BRIEF:
Repeat exactly the lines of the entries below from the one with "pixel 112 48." through the one with "pixel 66 263.", both ends included, and nothing else.

Referring expression pointing data
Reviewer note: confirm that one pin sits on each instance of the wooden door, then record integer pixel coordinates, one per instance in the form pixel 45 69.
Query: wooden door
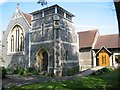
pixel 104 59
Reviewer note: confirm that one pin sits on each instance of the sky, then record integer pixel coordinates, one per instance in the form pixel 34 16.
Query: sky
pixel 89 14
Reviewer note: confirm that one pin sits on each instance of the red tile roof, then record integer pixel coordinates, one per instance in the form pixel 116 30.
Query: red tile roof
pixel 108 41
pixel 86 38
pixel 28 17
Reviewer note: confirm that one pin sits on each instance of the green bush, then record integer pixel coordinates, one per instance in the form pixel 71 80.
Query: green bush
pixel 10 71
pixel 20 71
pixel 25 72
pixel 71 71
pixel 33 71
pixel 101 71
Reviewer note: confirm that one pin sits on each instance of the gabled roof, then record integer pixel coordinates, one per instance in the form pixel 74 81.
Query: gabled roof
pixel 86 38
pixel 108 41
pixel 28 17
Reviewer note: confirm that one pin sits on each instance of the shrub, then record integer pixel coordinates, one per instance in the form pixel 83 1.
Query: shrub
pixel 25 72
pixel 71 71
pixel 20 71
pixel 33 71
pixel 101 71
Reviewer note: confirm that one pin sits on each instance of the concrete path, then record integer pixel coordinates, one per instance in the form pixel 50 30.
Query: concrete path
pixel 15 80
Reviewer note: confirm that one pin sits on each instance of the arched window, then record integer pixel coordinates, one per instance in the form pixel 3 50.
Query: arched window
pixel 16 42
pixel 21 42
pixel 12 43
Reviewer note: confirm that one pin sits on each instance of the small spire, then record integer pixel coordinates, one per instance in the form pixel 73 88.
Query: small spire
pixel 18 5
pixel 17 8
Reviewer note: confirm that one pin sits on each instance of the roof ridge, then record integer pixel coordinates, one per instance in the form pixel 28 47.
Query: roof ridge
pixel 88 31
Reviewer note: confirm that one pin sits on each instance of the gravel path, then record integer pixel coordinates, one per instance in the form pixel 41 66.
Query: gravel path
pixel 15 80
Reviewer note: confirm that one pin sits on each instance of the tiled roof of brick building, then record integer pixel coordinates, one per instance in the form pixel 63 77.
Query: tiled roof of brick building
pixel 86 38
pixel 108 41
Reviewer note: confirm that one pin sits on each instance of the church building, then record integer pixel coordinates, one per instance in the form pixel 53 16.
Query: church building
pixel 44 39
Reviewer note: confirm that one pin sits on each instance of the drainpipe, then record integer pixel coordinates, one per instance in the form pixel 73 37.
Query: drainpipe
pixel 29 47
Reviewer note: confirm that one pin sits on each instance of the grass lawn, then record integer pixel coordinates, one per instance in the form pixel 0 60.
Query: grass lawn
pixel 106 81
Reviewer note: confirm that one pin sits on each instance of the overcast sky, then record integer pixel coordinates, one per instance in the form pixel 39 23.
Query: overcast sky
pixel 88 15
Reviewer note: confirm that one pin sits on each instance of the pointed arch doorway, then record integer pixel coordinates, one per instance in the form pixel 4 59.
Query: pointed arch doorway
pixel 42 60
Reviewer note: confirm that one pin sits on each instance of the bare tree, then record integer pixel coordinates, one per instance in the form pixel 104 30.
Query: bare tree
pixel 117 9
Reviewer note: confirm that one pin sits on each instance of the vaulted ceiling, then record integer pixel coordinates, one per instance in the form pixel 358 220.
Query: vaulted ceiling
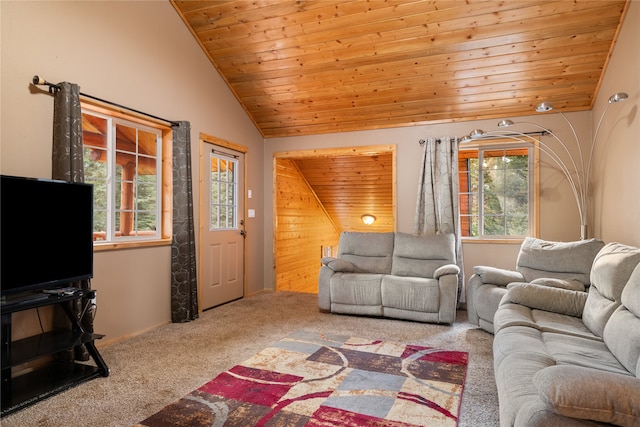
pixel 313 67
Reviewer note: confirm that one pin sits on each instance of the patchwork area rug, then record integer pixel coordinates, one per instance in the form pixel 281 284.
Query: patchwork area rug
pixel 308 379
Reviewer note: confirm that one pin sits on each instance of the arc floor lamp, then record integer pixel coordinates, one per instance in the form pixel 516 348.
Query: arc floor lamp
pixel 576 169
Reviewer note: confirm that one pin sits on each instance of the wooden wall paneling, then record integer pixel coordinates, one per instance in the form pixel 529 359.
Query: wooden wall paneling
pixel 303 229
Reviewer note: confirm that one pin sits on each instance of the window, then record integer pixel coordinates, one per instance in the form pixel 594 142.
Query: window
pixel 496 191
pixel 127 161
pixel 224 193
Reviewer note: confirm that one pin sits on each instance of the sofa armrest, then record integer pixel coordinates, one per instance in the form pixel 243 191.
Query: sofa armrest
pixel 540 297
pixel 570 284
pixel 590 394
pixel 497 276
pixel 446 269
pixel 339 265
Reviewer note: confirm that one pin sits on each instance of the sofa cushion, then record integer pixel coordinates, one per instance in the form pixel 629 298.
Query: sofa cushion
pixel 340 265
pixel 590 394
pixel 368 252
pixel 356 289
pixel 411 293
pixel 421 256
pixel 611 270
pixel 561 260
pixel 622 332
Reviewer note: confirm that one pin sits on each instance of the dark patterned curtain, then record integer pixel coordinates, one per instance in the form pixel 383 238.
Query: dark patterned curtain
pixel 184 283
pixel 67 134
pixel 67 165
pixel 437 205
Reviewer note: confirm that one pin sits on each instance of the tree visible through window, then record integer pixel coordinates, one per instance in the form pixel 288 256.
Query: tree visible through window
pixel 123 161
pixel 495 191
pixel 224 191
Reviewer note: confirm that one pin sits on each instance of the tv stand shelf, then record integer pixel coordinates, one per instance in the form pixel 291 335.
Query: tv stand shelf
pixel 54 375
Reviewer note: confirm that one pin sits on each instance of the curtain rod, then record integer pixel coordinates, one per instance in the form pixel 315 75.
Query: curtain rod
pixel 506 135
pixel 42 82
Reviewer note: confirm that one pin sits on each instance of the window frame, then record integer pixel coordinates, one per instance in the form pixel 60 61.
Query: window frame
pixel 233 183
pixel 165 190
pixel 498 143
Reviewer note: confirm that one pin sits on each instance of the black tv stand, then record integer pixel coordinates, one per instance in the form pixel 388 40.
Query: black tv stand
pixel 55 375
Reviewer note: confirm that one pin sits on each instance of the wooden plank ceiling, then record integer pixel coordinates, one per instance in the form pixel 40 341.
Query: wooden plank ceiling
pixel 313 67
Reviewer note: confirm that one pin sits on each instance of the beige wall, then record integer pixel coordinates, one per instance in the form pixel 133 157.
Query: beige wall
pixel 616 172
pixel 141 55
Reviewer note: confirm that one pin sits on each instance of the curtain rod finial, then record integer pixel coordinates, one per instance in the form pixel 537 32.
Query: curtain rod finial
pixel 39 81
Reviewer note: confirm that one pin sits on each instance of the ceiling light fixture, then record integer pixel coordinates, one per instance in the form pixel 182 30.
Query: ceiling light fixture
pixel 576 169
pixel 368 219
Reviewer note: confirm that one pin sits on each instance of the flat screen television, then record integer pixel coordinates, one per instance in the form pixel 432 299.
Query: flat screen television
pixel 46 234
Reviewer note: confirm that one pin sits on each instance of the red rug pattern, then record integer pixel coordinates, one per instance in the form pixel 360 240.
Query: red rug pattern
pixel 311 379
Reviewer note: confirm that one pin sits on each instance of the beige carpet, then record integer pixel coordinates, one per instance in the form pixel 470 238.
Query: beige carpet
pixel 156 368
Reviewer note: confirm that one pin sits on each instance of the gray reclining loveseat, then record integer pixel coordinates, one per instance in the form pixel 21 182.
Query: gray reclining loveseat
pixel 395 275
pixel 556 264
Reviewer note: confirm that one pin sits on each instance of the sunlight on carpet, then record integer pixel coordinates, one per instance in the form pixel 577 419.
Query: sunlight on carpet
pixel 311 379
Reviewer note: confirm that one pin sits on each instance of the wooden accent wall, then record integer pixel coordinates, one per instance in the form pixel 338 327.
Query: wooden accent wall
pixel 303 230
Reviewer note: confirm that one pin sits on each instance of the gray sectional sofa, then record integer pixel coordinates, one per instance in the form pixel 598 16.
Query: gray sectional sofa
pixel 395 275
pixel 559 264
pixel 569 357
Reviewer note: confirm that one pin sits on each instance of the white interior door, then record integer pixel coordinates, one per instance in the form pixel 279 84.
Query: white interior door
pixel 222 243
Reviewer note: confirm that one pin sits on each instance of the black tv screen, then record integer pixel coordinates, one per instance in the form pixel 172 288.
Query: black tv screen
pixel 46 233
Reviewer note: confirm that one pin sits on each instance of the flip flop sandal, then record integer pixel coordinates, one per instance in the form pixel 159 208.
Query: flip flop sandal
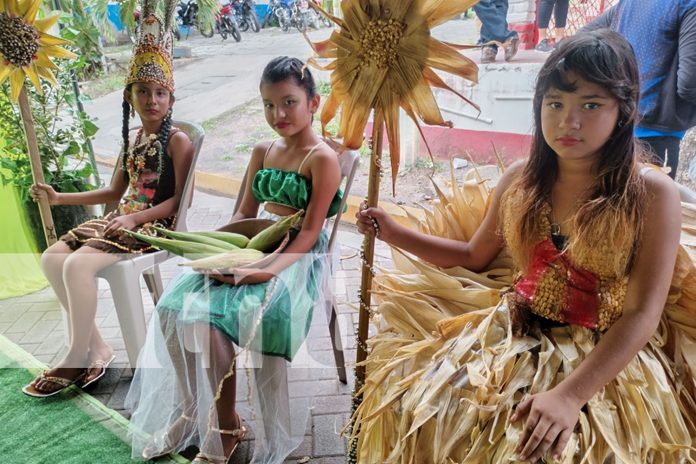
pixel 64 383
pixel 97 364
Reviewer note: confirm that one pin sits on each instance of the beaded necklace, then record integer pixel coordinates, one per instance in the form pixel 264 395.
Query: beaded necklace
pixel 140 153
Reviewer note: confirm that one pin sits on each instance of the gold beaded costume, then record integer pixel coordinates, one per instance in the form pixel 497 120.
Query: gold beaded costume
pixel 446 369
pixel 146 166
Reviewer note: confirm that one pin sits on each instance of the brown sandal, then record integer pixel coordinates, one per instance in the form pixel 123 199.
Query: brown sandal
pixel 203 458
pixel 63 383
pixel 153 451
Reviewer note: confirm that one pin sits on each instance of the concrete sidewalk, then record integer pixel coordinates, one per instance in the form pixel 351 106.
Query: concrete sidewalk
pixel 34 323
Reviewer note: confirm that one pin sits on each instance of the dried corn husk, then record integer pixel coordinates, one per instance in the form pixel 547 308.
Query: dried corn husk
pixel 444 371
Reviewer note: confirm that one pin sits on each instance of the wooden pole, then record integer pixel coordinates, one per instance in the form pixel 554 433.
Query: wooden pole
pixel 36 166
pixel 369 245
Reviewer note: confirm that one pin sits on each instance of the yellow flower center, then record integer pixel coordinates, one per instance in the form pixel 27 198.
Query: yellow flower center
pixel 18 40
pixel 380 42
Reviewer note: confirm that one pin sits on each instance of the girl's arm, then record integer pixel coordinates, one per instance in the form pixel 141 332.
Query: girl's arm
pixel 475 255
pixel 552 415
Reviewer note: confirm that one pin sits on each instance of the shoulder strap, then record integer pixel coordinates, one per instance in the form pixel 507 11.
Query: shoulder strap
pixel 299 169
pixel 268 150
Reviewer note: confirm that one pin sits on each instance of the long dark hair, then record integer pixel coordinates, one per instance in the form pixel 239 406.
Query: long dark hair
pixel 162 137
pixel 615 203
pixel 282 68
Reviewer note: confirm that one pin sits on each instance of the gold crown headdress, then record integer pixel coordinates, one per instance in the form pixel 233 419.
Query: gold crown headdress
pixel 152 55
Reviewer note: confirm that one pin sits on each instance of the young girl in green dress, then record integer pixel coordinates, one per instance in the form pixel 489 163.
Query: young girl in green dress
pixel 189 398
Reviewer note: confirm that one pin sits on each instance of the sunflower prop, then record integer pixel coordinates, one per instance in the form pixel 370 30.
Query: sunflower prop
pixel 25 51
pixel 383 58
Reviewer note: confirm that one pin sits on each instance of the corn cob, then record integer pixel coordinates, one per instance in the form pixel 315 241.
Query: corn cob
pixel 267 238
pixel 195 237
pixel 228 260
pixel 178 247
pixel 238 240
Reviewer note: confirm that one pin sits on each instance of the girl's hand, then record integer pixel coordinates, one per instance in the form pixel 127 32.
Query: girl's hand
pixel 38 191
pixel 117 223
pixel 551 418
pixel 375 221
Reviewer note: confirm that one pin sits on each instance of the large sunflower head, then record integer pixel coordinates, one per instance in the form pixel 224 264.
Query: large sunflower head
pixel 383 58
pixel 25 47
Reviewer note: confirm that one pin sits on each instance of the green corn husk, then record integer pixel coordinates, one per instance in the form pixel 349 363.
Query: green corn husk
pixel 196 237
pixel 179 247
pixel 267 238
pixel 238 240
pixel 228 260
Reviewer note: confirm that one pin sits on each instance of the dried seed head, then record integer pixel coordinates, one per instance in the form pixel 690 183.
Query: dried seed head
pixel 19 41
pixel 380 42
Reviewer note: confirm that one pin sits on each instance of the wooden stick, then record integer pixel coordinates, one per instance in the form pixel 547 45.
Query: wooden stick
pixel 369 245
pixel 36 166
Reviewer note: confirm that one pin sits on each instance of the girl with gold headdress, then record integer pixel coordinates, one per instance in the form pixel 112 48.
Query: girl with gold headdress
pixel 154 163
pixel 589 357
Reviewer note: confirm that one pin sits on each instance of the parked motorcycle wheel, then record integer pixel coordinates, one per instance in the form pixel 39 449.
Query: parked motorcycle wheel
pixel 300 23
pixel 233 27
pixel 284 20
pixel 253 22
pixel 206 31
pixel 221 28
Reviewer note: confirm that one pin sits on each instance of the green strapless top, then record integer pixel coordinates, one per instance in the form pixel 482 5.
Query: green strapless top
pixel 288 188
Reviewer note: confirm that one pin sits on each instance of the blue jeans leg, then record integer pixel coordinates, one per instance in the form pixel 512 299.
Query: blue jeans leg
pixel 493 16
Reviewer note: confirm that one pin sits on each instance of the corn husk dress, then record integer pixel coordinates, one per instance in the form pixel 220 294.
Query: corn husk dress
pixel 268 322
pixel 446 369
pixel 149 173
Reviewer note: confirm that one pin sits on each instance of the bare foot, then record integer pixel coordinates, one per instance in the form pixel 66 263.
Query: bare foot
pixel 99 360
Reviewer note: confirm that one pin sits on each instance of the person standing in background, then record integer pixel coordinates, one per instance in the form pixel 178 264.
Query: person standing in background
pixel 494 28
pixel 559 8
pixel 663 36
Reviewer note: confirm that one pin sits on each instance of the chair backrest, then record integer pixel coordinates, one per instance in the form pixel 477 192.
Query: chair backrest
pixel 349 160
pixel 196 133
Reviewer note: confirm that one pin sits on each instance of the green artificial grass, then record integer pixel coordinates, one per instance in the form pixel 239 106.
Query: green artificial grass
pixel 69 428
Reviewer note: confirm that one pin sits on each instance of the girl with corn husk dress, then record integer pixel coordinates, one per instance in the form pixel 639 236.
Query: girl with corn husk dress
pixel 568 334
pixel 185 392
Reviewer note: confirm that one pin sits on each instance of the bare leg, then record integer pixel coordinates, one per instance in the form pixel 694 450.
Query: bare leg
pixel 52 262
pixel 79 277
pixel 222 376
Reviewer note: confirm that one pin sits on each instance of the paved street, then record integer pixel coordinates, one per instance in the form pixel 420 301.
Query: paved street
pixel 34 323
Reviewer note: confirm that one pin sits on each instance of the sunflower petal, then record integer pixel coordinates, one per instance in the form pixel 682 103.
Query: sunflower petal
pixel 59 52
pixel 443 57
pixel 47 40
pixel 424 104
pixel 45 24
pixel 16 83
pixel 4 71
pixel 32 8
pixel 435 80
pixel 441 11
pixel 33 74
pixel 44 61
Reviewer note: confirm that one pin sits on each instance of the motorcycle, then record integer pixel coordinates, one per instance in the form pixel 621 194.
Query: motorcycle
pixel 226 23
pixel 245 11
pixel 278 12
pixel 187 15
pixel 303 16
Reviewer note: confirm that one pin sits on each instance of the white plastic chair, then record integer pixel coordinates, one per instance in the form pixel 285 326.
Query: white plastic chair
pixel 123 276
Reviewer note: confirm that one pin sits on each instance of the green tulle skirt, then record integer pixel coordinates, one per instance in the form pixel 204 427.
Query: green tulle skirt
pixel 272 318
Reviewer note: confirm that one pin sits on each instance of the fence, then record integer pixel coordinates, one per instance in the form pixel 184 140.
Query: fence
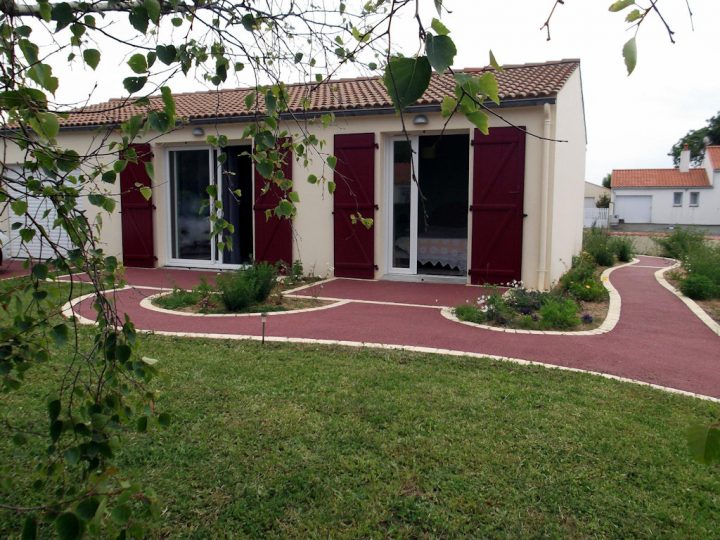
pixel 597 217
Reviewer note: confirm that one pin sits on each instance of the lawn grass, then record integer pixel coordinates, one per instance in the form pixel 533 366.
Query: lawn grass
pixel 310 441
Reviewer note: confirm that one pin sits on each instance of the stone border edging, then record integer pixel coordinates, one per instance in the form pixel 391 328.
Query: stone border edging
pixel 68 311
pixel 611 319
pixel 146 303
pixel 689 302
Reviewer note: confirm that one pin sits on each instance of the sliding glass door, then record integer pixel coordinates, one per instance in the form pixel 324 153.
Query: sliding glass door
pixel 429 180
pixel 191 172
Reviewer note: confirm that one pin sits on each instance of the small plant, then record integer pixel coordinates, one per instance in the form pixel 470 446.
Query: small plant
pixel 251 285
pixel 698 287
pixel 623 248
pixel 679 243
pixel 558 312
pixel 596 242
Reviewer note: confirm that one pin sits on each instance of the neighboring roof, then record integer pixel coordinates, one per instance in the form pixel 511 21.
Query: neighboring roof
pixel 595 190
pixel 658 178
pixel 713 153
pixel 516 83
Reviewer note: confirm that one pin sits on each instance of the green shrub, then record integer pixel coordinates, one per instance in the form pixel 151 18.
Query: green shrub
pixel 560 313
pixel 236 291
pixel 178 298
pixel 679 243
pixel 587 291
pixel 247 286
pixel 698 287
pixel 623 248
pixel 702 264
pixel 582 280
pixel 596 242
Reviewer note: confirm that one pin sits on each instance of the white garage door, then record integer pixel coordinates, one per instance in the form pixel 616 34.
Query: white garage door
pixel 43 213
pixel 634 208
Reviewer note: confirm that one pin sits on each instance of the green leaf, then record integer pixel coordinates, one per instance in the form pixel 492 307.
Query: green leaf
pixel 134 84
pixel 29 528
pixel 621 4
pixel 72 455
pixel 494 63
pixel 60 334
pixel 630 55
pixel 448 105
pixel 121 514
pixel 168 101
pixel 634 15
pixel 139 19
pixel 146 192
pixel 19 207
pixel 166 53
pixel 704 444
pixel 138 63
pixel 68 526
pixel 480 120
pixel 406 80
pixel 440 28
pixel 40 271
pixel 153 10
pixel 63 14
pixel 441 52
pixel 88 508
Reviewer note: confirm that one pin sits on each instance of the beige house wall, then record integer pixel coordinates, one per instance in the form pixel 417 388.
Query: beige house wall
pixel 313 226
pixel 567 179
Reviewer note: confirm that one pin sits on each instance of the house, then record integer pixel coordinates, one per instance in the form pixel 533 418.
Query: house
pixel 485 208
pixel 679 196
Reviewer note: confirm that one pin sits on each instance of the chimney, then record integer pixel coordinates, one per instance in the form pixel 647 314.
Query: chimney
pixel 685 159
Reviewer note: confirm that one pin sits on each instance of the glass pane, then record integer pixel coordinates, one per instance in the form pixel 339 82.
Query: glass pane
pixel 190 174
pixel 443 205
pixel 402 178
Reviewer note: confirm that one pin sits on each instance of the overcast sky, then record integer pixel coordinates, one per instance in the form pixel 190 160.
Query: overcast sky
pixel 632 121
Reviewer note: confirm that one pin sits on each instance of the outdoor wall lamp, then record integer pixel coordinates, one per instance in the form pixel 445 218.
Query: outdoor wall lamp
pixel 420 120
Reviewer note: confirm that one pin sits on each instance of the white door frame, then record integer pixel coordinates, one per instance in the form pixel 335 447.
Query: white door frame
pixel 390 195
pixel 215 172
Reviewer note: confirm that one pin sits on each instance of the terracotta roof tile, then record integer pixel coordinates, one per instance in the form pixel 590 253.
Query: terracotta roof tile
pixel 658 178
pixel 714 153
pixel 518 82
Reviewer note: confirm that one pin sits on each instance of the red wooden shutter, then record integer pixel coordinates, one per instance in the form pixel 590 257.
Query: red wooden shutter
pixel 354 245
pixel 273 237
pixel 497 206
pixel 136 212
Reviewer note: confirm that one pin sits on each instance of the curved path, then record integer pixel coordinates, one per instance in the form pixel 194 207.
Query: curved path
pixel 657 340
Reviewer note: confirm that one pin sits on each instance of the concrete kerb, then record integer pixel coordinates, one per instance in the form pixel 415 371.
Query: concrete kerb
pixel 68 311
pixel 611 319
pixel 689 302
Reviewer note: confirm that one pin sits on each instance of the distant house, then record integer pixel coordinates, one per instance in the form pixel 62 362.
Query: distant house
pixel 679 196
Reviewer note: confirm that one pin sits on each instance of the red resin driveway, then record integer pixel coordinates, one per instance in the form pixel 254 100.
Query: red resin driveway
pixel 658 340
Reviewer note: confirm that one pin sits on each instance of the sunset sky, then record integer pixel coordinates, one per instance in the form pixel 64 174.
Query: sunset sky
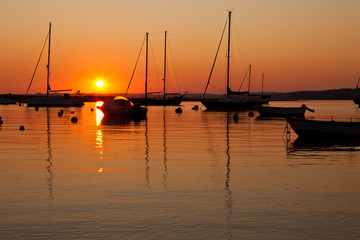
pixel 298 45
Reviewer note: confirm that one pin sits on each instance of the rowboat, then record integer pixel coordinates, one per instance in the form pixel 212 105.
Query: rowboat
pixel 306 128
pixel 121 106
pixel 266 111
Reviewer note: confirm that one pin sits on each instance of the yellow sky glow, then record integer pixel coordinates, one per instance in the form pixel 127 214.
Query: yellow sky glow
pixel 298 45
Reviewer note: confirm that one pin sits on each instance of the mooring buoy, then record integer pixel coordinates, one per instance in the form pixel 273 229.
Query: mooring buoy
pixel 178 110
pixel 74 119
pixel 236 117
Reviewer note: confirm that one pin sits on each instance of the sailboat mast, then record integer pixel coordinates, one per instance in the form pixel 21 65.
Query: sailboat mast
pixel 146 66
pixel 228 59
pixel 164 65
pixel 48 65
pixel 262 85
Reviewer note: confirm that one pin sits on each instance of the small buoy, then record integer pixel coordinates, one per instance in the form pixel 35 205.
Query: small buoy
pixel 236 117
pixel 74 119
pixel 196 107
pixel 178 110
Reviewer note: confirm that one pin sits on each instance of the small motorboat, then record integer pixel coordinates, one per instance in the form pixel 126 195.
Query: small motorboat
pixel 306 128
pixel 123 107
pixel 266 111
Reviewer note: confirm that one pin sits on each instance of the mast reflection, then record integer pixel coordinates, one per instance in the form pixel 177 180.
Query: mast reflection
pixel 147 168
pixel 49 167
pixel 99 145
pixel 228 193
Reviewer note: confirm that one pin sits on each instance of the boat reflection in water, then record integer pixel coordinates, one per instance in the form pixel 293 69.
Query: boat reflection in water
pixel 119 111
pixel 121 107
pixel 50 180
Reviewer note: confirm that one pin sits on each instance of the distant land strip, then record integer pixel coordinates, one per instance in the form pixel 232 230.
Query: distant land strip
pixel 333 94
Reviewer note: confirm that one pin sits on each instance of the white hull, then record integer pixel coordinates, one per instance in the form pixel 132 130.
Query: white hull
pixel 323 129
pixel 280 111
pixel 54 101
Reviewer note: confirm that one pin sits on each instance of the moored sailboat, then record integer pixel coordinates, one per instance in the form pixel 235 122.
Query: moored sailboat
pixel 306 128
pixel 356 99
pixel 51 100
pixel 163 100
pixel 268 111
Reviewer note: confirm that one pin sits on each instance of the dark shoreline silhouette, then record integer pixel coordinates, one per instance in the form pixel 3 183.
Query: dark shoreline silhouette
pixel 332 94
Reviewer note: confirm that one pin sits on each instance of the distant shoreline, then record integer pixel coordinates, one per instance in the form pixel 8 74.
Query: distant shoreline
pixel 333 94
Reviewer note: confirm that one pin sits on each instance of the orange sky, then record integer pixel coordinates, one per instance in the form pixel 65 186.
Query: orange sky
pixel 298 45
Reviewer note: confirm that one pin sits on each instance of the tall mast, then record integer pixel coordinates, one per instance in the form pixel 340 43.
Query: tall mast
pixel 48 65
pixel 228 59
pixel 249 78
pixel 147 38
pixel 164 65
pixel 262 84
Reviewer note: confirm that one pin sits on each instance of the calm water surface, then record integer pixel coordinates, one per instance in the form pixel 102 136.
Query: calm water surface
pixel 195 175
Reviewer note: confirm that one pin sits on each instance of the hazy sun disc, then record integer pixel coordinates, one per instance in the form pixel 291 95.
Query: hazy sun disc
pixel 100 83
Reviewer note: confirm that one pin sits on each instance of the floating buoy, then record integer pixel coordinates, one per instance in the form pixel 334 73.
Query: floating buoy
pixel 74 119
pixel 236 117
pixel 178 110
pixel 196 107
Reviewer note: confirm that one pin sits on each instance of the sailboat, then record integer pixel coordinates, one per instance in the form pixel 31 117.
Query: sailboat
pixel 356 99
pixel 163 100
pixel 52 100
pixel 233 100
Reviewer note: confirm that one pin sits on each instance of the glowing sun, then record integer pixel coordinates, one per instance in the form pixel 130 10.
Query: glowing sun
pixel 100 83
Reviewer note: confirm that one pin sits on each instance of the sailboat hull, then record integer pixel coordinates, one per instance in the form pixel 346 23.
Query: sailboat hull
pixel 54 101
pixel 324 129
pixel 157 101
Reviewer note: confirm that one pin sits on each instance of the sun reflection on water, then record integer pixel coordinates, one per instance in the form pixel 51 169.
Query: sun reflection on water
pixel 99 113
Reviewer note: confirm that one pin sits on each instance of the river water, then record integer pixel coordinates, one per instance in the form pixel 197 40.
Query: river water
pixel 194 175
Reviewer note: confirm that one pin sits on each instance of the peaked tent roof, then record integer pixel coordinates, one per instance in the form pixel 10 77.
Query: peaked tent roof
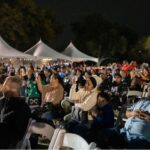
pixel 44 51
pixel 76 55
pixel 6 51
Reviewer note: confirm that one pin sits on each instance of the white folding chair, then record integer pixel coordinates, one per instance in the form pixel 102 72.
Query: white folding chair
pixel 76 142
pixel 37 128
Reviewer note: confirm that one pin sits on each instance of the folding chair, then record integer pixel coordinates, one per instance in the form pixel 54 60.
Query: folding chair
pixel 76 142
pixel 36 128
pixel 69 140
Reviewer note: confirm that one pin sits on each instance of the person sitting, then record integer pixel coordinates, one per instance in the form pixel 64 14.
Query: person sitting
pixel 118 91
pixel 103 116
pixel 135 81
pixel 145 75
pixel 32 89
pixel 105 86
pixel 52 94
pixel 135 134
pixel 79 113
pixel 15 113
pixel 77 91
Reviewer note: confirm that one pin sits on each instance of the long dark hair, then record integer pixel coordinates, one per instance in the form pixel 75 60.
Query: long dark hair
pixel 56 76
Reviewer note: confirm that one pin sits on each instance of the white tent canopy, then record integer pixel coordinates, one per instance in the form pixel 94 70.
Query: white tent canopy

SOLUTION TO THIS EXERCISE:
Reviewer note: confirm that one pin sits on each instance of the girl with gold headdress, then record integer pixel coordinates, one per instance in the form pixel 112 48.
Query: girl with gold headdress
pixel 154 163
pixel 589 357
Reviewer note: confirm that one pin sits on each instance of the parked motorcycle wheel, then record integer pixel coordinates, one per instance in the form pixel 39 449.
Query: parked motorcycle wheel
pixel 300 23
pixel 233 27
pixel 284 20
pixel 253 22
pixel 206 31
pixel 221 28
Reviewer note: confirm that one pin sits on each instance of the green strapless top, then record integer pixel coordinates, one per instance in the form pixel 482 5.
Query: green strapless top
pixel 288 188
Reviewer note: confirm that one pin sits on each instance of the blue jeans leg, then record integer pixel coordinates, one per instance in the form pixel 512 299.
Query: blue jeans leg
pixel 493 16
Reviewer note: confirm that one pin sits on each instance of the corn husk dress, then record integer pixel coordinates, one per instance in the form pixel 220 294.
Query: corn husk dress
pixel 268 322
pixel 446 369
pixel 149 173
Reviewer note: confirm that one pin sits on each instance of the bare foot, then record integer pixel coordinates, one per instance in the form pixel 66 263.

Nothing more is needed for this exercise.